§ SCHRIFTELIJKE OPGAVE
Vervang in alle records "Annotate" door "Label" en geef de regels verder ongewijzigd weer.

§ INVOER TAAK
════

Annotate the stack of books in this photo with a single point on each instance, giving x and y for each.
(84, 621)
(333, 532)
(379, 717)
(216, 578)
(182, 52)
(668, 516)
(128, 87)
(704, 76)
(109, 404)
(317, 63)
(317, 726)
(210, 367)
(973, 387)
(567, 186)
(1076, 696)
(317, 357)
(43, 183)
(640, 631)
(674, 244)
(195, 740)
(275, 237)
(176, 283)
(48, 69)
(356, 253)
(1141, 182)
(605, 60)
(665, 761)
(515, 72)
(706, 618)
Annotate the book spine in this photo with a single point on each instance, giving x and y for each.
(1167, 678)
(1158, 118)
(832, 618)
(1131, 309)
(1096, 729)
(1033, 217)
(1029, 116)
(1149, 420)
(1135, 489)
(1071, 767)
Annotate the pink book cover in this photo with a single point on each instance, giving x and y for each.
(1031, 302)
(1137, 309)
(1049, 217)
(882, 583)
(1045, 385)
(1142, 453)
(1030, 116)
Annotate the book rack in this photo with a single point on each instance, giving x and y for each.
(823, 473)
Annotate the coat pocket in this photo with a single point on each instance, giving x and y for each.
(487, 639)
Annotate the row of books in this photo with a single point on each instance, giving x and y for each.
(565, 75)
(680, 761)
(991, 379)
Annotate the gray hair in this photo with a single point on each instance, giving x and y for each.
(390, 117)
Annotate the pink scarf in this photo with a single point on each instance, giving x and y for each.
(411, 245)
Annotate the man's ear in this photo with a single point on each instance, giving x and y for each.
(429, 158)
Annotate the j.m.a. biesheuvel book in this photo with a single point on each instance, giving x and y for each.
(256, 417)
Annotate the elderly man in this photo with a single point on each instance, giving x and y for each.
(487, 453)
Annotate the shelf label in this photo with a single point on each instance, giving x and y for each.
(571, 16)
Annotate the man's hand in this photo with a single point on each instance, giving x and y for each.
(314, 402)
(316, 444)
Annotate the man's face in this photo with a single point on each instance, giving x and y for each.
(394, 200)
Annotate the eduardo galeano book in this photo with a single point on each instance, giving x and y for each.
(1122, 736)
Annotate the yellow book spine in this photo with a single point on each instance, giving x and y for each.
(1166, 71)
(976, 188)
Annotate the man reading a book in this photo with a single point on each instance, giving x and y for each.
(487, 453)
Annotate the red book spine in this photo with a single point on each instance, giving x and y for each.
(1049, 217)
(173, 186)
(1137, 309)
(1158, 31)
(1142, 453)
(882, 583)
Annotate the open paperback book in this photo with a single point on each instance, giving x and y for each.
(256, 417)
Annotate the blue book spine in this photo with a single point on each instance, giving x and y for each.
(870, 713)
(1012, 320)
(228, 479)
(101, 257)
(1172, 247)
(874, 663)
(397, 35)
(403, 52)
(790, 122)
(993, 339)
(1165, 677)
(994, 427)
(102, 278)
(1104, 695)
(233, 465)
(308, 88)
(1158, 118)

════

§ ANTWOORD OEFENING
Label the stack of books in this photo with a single point on each instance, giving x and y for each.
(84, 621)
(333, 532)
(379, 717)
(216, 578)
(182, 52)
(668, 516)
(128, 87)
(704, 76)
(109, 404)
(317, 63)
(317, 726)
(210, 367)
(973, 387)
(567, 186)
(1076, 696)
(317, 357)
(43, 183)
(640, 631)
(674, 244)
(195, 740)
(275, 237)
(176, 283)
(48, 69)
(356, 253)
(1141, 182)
(605, 60)
(665, 761)
(515, 72)
(706, 618)
Label the book spine in this photo with a single point on each instance, giving x and y for each.
(1167, 678)
(1158, 118)
(832, 618)
(1131, 309)
(1096, 729)
(1033, 217)
(1029, 116)
(1149, 420)
(1135, 489)
(1071, 767)
Label the pink book cover in this photo with a single point on each instance, giving x and y for each.
(1031, 302)
(1137, 309)
(1049, 217)
(882, 583)
(1045, 385)
(1142, 453)
(1030, 116)
Label the book rack in this photo with a single point on each instance, giving x and y for each.
(823, 473)
Label the coat pocket in this photo with a single point on each instance, giving x and y for each.
(487, 639)
Label the row of books in this photo with a single point on each instance, giving x and y for each.
(565, 75)
(680, 761)
(991, 379)
Label the gray hair in this photo with a single point on each instance, giving x and y for each.
(390, 117)
Label the pink scarf in this photo with a single point on each instance, giving x and y for each.
(411, 245)
Label the man's ear in this photo with a single point on each instance, giving x and y for each.
(429, 158)
Label the j.m.a. biesheuvel book in this photo with a single point on each instance, giving x and y for each.
(256, 417)
Label the elderly man in this photo with a single point on each instance, giving x and y for each.
(487, 453)
Label the shelf label in this photo with a single point on each instance, giving x and y for each.
(571, 16)
Label the man's hand in this photo with a single point on each instance, giving x and y for each.
(314, 402)
(316, 444)
Label the man's face in this photo with a single point on each instance, giving x and y for each.
(394, 200)
Label the eduardo galeano book in this photo with a single point on each instance, giving x and y for each.
(1122, 736)
Label the yellow book spine in this photo with a single point on each instance, giving x and y for each.
(1166, 71)
(976, 188)
Label the man reading a book in this photo with a single point on each instance, giving x and y for each.
(487, 453)
Label the red book spine in this photo with a single point on each instance, giving x and y for each.
(1049, 217)
(173, 186)
(1137, 309)
(1158, 31)
(1142, 453)
(882, 583)
Label the open paperback book in this photo with a single point on each instance, giving x and y for each.
(256, 417)
Label the blue book spine in this photo with a single point on each instance, giving x and y for each.
(870, 713)
(1012, 320)
(228, 479)
(101, 257)
(1172, 247)
(874, 663)
(397, 35)
(403, 52)
(790, 122)
(993, 339)
(1165, 677)
(994, 427)
(102, 278)
(1104, 695)
(233, 465)
(308, 88)
(1158, 118)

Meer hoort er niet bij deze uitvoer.